(Records of labeled boxes)
═══
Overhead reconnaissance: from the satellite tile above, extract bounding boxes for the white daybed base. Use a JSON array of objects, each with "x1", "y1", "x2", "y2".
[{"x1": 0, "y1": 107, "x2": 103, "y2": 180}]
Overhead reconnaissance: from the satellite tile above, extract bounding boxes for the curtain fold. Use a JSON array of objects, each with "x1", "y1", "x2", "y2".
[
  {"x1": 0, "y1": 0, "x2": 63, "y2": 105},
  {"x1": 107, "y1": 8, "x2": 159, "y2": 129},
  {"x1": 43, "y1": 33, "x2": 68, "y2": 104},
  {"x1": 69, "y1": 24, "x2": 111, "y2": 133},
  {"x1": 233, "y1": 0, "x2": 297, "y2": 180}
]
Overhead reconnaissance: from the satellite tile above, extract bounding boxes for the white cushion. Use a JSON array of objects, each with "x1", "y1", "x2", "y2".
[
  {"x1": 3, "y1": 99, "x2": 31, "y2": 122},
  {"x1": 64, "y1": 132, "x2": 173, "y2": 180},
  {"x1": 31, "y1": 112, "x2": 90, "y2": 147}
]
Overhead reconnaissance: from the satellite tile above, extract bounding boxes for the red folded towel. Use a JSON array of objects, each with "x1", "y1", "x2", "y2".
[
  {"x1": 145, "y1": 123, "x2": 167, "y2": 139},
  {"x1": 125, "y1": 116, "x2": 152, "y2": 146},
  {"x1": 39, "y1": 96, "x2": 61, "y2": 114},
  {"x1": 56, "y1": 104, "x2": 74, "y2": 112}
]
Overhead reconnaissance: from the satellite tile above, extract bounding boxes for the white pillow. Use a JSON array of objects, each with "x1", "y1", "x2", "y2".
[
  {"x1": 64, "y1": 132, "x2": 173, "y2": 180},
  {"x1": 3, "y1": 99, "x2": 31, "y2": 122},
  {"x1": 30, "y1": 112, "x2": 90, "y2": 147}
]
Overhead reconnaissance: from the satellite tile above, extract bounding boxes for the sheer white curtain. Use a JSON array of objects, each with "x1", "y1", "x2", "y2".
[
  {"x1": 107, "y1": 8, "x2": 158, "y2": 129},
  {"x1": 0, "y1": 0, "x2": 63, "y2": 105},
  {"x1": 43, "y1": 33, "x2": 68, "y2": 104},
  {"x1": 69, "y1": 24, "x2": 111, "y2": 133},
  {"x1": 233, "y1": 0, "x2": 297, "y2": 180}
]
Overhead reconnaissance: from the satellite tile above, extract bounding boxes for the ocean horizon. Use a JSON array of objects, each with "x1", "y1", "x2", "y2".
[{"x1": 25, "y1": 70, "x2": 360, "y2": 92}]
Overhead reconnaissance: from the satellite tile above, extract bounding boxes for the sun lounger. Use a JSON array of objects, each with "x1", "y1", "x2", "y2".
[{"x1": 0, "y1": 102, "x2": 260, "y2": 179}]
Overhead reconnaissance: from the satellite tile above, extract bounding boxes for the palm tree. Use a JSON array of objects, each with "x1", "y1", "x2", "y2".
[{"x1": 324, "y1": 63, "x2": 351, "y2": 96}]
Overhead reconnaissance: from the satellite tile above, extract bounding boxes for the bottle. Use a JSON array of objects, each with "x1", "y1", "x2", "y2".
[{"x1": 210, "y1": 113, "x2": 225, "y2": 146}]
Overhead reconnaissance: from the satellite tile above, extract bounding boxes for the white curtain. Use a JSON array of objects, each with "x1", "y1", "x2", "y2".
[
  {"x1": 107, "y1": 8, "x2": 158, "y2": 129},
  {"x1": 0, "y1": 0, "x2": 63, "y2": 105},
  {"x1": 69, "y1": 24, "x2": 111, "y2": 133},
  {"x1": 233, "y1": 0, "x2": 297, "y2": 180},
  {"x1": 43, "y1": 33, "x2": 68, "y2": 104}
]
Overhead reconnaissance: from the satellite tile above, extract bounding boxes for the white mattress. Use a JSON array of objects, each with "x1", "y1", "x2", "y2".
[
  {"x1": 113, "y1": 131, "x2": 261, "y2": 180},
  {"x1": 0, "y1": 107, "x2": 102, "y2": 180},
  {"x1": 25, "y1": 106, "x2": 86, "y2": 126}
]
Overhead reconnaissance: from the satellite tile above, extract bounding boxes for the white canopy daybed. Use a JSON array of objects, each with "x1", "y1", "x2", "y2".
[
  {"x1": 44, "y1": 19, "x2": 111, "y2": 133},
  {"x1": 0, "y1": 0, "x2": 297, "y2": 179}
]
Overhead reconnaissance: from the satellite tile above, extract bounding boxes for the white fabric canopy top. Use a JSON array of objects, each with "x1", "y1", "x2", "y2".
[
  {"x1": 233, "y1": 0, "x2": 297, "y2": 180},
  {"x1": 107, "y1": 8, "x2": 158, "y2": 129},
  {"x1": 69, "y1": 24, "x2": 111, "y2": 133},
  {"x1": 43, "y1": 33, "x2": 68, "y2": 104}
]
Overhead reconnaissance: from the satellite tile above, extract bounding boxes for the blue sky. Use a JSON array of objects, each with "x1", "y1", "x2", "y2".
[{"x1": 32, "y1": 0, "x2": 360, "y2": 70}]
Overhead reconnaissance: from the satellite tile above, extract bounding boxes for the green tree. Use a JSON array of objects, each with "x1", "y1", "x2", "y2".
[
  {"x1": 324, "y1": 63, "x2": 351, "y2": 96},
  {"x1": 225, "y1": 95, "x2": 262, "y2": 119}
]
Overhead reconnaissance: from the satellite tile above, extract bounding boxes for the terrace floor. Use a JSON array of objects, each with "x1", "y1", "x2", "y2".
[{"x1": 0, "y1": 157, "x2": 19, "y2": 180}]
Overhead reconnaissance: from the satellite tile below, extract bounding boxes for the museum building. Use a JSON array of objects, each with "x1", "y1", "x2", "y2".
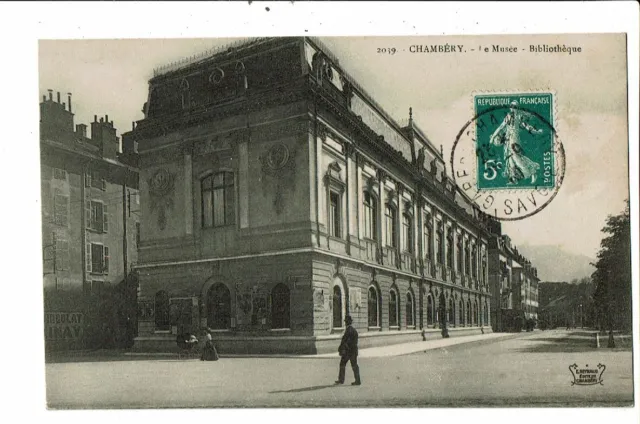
[
  {"x1": 40, "y1": 90, "x2": 139, "y2": 351},
  {"x1": 123, "y1": 37, "x2": 491, "y2": 353},
  {"x1": 489, "y1": 221, "x2": 540, "y2": 332}
]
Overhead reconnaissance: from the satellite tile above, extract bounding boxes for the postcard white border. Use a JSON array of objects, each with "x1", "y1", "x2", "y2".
[{"x1": 0, "y1": 2, "x2": 640, "y2": 424}]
═══
# Goal of the exercise
Turn the records above into a numbered list with one line per item, skipping blank lines and leaving out the pictures.

# Completed task
1. Overhead reconnaissance: from the satellite tile above, extract bounding boxes for the white daybed base. Use a JSON array of objects, each with "x1", "y1", "x2", "y2".
2. [{"x1": 0, "y1": 107, "x2": 103, "y2": 180}]
3. Overhead reconnaissance: from the satellite tile above, extract bounding boxes for the curtain fold. Use a JSON array of objects, each with "x1", "y1", "x2", "y2".
4. [
5.   {"x1": 0, "y1": 0, "x2": 63, "y2": 105},
6.   {"x1": 107, "y1": 8, "x2": 159, "y2": 129},
7.   {"x1": 43, "y1": 33, "x2": 68, "y2": 104},
8.   {"x1": 69, "y1": 24, "x2": 111, "y2": 133},
9.   {"x1": 233, "y1": 0, "x2": 297, "y2": 180}
10. ]
11. Overhead reconnaissance: from the satellite tile above, extract bounding boxes for the white cushion. Use a JSON array of objects, each with "x1", "y1", "x2", "y2".
12. [
13.   {"x1": 3, "y1": 99, "x2": 31, "y2": 122},
14.   {"x1": 64, "y1": 132, "x2": 173, "y2": 180},
15.   {"x1": 31, "y1": 112, "x2": 90, "y2": 147}
16. ]
17. Overhead reconnaissance: from the satellite tile above, extract bounding boxes for the red folded towel. Use a JSON array of objects, each with "x1", "y1", "x2", "y2".
18. [
19.   {"x1": 145, "y1": 123, "x2": 167, "y2": 139},
20.   {"x1": 125, "y1": 116, "x2": 152, "y2": 146},
21.   {"x1": 39, "y1": 96, "x2": 61, "y2": 114},
22.   {"x1": 56, "y1": 104, "x2": 74, "y2": 112}
23. ]
24. Overhead reconnaissance: from the satellite tile above, extract bounding boxes for the white pillow. Use a JSON array of objects, each with "x1", "y1", "x2", "y2".
25. [
26.   {"x1": 64, "y1": 132, "x2": 173, "y2": 180},
27.   {"x1": 3, "y1": 99, "x2": 31, "y2": 122},
28.   {"x1": 30, "y1": 112, "x2": 90, "y2": 147}
29. ]
30. Overhead reconnaissance: from the satellite tile above, extract bounding boxes for the sheer white curtain. Use a JSON array of objects, each with "x1", "y1", "x2", "y2".
31. [
32.   {"x1": 107, "y1": 8, "x2": 158, "y2": 129},
33.   {"x1": 0, "y1": 0, "x2": 63, "y2": 105},
34.   {"x1": 43, "y1": 33, "x2": 68, "y2": 104},
35.   {"x1": 69, "y1": 24, "x2": 111, "y2": 133},
36.   {"x1": 233, "y1": 0, "x2": 297, "y2": 180}
37. ]
38. Overhead reconnaissance: from the satellite tile above, extract bounding boxes for the ocean horizon. Use a JSON array of objects, each with "x1", "y1", "x2", "y2".
39. [{"x1": 25, "y1": 70, "x2": 360, "y2": 92}]
40. Overhead reconnaissance: from the satellite tile above, extract bounding boxes for the sun lounger. Use a JSON array of objects, each with "x1", "y1", "x2", "y2".
41. [{"x1": 0, "y1": 102, "x2": 260, "y2": 179}]
42. Overhead reconnaissance: from the satellite tile above, extract bounding boxes for the palm tree. Use a JSON array of objects, each with "x1", "y1", "x2", "y2".
43. [{"x1": 324, "y1": 63, "x2": 351, "y2": 96}]
44. Overhead reconnaissance: from the satellite tile above, extract bounding boxes for the bottle. Use a JSON array of objects, each with "x1", "y1", "x2", "y2".
45. [{"x1": 210, "y1": 113, "x2": 225, "y2": 146}]
46. Overhead reconnaissance: from the satellite tile above, extract bounding boxes for the white curtain. Use a JSON array of objects, each with "x1", "y1", "x2", "y2".
47. [
48.   {"x1": 107, "y1": 8, "x2": 158, "y2": 129},
49.   {"x1": 0, "y1": 0, "x2": 63, "y2": 105},
50.   {"x1": 69, "y1": 24, "x2": 111, "y2": 133},
51.   {"x1": 233, "y1": 0, "x2": 297, "y2": 180},
52.   {"x1": 43, "y1": 33, "x2": 68, "y2": 104}
53. ]
54. Overhead reconnaissance: from the satellite tile above, extract bounding boxes for the white mattress. Use a JSON array of objects, each with "x1", "y1", "x2", "y2".
55. [
56.   {"x1": 113, "y1": 131, "x2": 261, "y2": 180},
57.   {"x1": 0, "y1": 107, "x2": 102, "y2": 180},
58.   {"x1": 25, "y1": 106, "x2": 86, "y2": 126}
59. ]
60. Overhead reconnaissance: from the satellite tile above, extract bounding boxes for the white canopy daybed. Use a JSON array of objects, each with "x1", "y1", "x2", "y2".
61. [
62.   {"x1": 44, "y1": 19, "x2": 111, "y2": 133},
63.   {"x1": 0, "y1": 0, "x2": 297, "y2": 179}
64. ]
65. Overhead reconnaissance: from the satellite tile above, extract bounding boxes for the white fabric canopy top. Use a JSON array of objects, each with "x1", "y1", "x2", "y2".
66. [
67.   {"x1": 233, "y1": 0, "x2": 297, "y2": 180},
68.   {"x1": 107, "y1": 8, "x2": 158, "y2": 129},
69.   {"x1": 69, "y1": 24, "x2": 111, "y2": 133},
70.   {"x1": 43, "y1": 33, "x2": 68, "y2": 104}
71. ]
72. Overhead reconnaissance: from the satellite tile above, extract bounding boxes for the blue sky. Use a JSON array of objects, each with "x1", "y1", "x2", "y2".
73. [{"x1": 32, "y1": 0, "x2": 360, "y2": 70}]
74. Overhead reconnaissance: from the satellite tile above, extract bounding boxes for the green tree. Use a JSON array of objects, each with "x1", "y1", "x2", "y2".
75. [
76.   {"x1": 324, "y1": 63, "x2": 351, "y2": 96},
77.   {"x1": 225, "y1": 95, "x2": 262, "y2": 119}
78. ]
79. Overhead reconnaissance: from the satellite tile above, extract bounding boxes for the terrace floor. Use a JSON array of objects, each with "x1", "y1", "x2", "y2".
80. [{"x1": 0, "y1": 157, "x2": 19, "y2": 180}]
81. Overhead reconnaissance: from the satellite tile below, extract bounding boxes for the museum building. Use a JSON array of objects, each with "x1", "y1", "x2", "y2".
82. [
83.   {"x1": 40, "y1": 90, "x2": 139, "y2": 351},
84.   {"x1": 123, "y1": 37, "x2": 491, "y2": 353},
85.   {"x1": 489, "y1": 221, "x2": 540, "y2": 332}
86. ]
87. Overhead reconnaissance: from the satellite tile above, extract bounding boxes for the postcard white border. Use a JSON array of objects, each with "x1", "y1", "x2", "y2".
88. [{"x1": 0, "y1": 2, "x2": 640, "y2": 424}]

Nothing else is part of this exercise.